- Written exercise
Pull out every line of the records below that contains the word "blossom", copying each one in full. Treat case as significant, so only lines with that exact capitalization count.

- Raw records
○ ○ ○

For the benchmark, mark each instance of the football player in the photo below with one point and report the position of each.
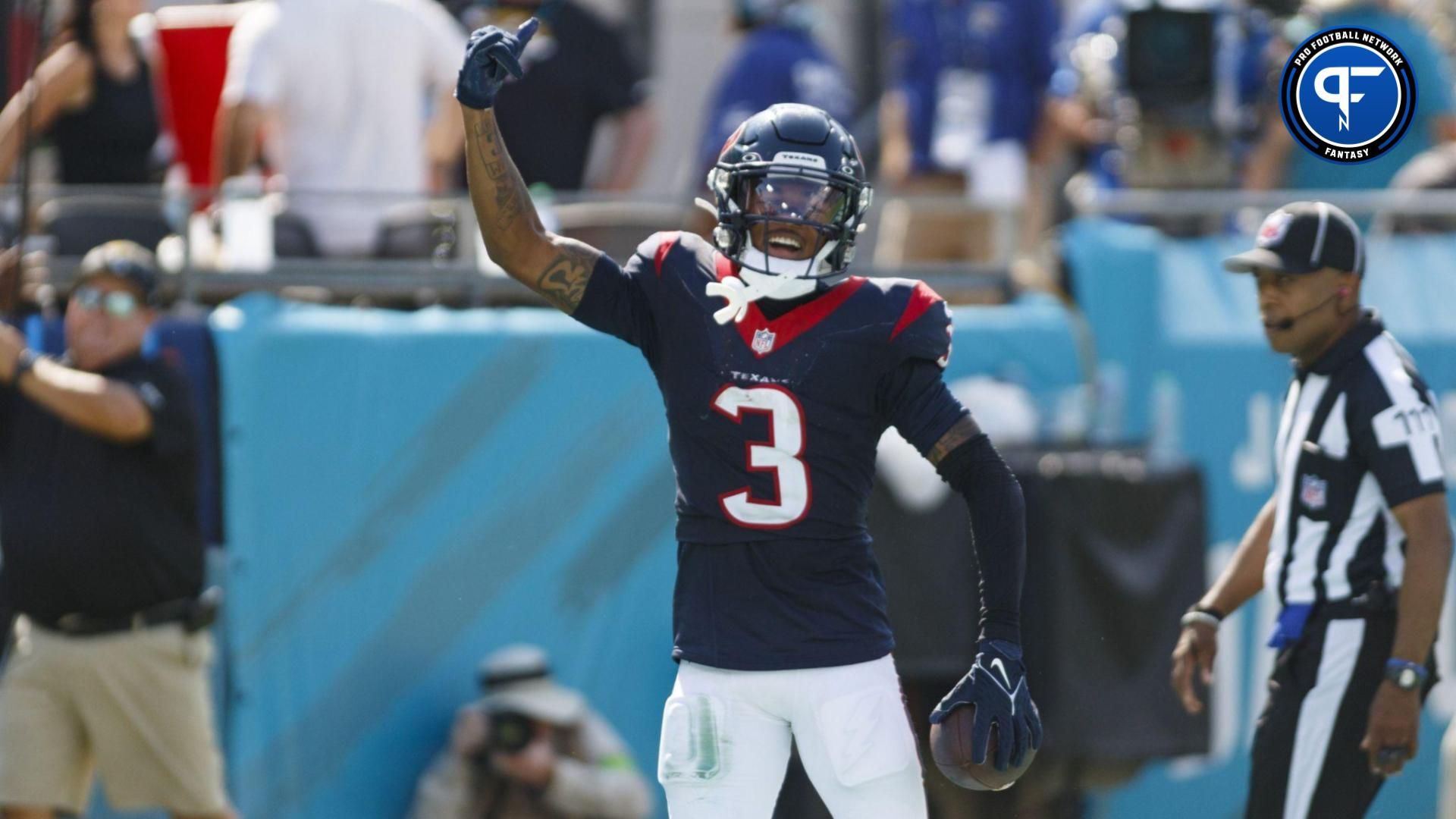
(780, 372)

○ ○ ○

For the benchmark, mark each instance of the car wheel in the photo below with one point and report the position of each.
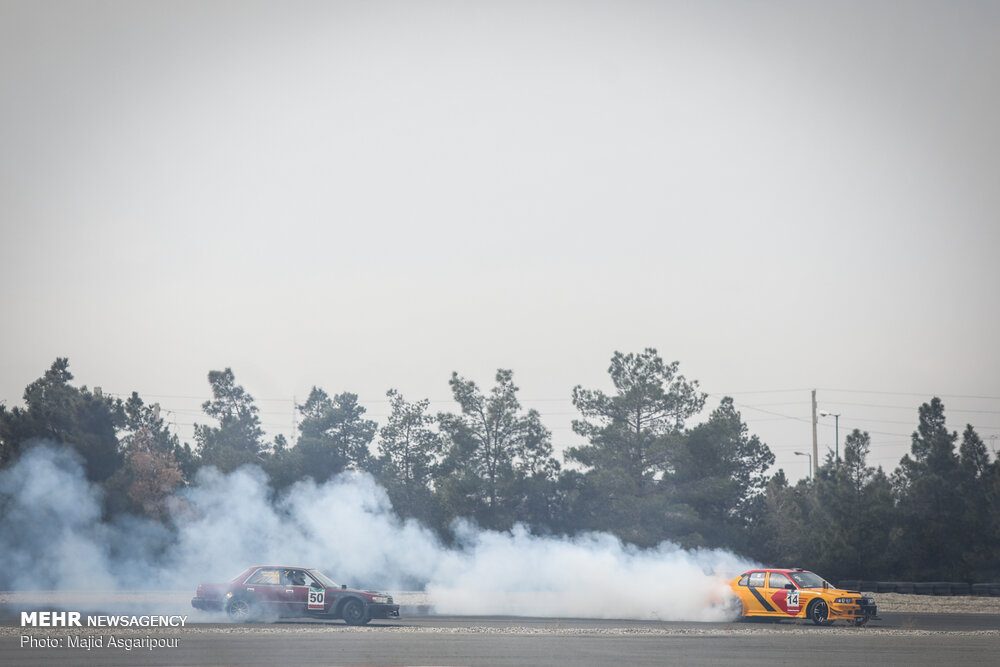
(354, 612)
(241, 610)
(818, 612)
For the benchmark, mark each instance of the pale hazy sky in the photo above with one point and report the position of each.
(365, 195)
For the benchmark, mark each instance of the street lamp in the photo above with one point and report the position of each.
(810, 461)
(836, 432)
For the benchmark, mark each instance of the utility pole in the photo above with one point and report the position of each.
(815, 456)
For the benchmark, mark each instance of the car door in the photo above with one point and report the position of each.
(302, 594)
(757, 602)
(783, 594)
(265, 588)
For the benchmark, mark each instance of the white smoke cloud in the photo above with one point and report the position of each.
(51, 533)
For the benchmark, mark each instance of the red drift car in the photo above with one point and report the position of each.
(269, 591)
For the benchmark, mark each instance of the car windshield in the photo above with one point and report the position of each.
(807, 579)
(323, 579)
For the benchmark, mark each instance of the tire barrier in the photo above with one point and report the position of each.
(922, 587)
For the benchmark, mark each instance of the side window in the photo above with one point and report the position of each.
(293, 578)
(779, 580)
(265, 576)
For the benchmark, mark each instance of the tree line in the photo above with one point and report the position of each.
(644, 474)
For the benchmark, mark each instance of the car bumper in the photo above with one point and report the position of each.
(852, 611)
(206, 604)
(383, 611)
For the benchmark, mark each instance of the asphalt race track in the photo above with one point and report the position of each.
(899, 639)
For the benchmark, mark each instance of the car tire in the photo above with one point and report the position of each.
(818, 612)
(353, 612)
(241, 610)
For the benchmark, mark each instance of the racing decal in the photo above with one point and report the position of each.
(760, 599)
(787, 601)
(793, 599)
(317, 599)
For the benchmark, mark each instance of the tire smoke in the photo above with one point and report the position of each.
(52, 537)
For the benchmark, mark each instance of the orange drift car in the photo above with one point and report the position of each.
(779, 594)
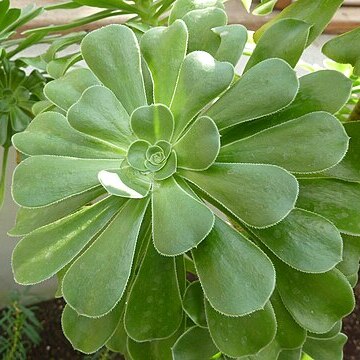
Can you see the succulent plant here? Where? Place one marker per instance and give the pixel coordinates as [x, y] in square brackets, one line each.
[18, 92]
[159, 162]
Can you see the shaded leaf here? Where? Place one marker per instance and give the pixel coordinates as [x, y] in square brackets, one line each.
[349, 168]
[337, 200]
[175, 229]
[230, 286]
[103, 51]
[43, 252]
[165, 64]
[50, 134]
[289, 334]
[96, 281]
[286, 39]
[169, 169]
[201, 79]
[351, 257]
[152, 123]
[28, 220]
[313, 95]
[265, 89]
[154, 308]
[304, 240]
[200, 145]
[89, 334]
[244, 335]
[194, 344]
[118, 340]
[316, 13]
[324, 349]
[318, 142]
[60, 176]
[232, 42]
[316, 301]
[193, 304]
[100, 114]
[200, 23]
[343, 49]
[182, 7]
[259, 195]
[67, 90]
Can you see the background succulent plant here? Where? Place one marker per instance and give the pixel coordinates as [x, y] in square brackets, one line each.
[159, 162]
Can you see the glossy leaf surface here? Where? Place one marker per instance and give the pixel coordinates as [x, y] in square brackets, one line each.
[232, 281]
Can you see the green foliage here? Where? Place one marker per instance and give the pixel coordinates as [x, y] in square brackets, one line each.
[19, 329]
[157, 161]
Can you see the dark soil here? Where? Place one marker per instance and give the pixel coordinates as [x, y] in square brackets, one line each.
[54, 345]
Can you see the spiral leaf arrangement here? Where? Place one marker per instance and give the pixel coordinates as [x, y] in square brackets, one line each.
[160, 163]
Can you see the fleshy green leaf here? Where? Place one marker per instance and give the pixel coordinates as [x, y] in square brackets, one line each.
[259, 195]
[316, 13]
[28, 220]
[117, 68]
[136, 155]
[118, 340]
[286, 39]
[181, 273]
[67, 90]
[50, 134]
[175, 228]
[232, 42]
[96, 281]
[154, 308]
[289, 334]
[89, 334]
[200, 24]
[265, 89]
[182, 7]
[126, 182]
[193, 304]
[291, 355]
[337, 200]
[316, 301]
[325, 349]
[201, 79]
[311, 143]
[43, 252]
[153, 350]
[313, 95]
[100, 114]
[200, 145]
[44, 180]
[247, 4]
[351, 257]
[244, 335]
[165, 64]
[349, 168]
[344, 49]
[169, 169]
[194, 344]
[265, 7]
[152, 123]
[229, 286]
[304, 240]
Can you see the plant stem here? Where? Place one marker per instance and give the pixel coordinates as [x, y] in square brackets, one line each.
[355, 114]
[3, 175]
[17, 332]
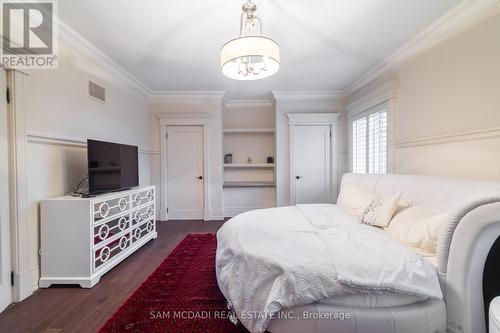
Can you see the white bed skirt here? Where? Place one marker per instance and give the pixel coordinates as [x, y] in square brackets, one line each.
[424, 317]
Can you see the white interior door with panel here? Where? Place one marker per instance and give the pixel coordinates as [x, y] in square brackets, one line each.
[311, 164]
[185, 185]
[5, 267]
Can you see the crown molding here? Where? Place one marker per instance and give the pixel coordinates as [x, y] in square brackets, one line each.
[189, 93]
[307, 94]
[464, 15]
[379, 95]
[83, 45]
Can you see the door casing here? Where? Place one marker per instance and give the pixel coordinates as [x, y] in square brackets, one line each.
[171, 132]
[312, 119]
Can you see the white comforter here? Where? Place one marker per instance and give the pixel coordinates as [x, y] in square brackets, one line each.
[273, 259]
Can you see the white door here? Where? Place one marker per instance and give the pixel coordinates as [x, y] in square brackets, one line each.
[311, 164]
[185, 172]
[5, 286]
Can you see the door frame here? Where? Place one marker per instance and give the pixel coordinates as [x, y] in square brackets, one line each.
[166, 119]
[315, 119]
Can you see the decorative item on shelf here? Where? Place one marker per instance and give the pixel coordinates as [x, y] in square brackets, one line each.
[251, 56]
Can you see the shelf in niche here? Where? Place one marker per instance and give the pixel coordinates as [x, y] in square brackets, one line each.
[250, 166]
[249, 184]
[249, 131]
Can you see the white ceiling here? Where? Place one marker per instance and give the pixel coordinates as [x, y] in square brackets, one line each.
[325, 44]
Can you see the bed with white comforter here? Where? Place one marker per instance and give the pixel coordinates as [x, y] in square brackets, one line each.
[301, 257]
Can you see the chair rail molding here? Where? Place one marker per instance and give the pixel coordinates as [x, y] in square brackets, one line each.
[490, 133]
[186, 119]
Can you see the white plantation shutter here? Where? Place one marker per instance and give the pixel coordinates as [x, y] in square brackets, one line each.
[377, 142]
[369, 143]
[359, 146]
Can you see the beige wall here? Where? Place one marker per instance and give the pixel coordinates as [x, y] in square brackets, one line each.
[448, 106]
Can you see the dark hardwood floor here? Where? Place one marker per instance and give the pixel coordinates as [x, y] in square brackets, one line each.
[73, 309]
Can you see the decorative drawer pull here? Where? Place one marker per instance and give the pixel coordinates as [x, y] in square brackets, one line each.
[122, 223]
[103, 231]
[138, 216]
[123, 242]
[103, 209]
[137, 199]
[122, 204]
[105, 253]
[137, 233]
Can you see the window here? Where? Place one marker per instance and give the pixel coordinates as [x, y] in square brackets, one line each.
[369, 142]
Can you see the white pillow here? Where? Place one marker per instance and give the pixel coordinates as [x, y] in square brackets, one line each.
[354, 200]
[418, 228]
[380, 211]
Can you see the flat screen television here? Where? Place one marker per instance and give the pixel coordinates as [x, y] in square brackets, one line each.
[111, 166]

○ ○ ○

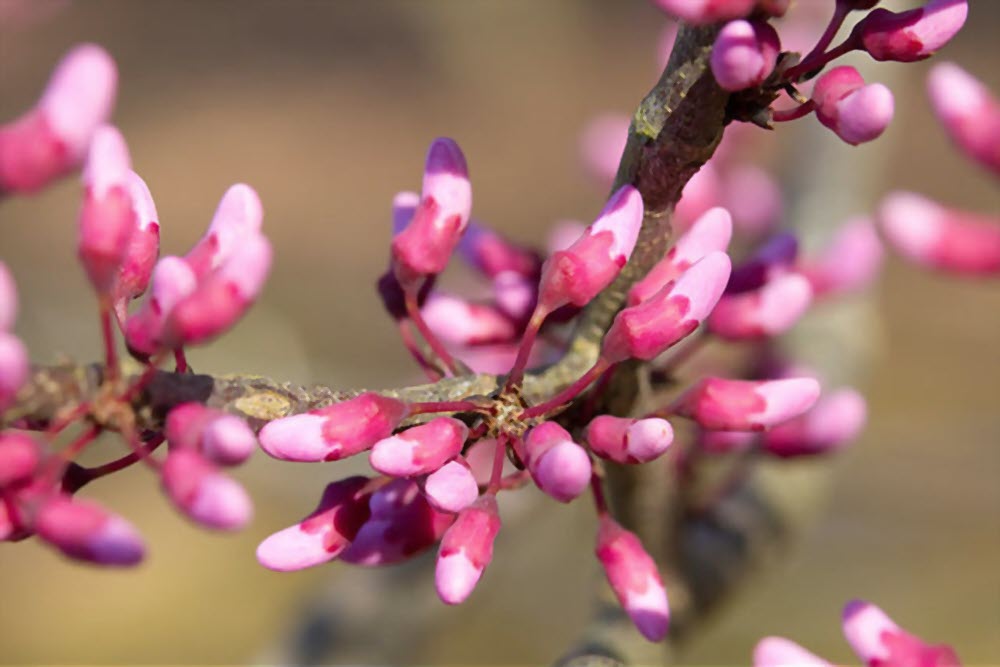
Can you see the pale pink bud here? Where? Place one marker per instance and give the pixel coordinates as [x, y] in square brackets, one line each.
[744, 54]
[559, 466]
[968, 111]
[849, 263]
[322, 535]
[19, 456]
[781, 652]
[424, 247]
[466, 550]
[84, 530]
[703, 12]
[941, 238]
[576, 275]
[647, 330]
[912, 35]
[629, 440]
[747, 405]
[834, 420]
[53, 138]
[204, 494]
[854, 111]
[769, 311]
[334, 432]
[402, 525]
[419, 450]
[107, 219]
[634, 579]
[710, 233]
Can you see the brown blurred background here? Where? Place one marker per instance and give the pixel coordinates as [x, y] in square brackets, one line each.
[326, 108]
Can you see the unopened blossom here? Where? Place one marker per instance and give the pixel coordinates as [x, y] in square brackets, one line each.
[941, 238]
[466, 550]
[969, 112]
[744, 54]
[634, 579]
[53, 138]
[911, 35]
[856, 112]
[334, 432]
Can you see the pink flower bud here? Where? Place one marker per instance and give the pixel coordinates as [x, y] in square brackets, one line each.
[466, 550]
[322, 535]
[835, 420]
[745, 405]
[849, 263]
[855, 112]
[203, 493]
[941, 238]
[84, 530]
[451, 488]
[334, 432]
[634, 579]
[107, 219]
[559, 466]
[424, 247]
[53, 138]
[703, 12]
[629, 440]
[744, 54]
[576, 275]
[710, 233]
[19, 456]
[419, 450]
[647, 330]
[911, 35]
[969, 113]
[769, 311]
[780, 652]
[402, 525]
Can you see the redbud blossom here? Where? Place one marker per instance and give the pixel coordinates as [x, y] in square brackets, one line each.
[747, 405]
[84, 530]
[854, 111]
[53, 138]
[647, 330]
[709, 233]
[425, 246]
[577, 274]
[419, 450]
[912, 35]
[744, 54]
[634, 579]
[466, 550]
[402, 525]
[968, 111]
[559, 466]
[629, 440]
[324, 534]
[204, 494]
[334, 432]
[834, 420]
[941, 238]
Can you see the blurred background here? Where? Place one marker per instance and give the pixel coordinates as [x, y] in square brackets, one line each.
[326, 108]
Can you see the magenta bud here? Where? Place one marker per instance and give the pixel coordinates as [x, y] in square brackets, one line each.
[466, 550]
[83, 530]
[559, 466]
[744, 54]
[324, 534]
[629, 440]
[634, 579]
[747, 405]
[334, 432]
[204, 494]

○ ○ ○

- Full answer
Can you see the unopened blossom here? Where? Place one marker per instance and give the pixel coordinates as [x, y] in square brackets, one line each.
Can you see the redbud blossom here? Where? Place one marker per instance and give the pixel coordinates as [x, y] in square brackets, one line each.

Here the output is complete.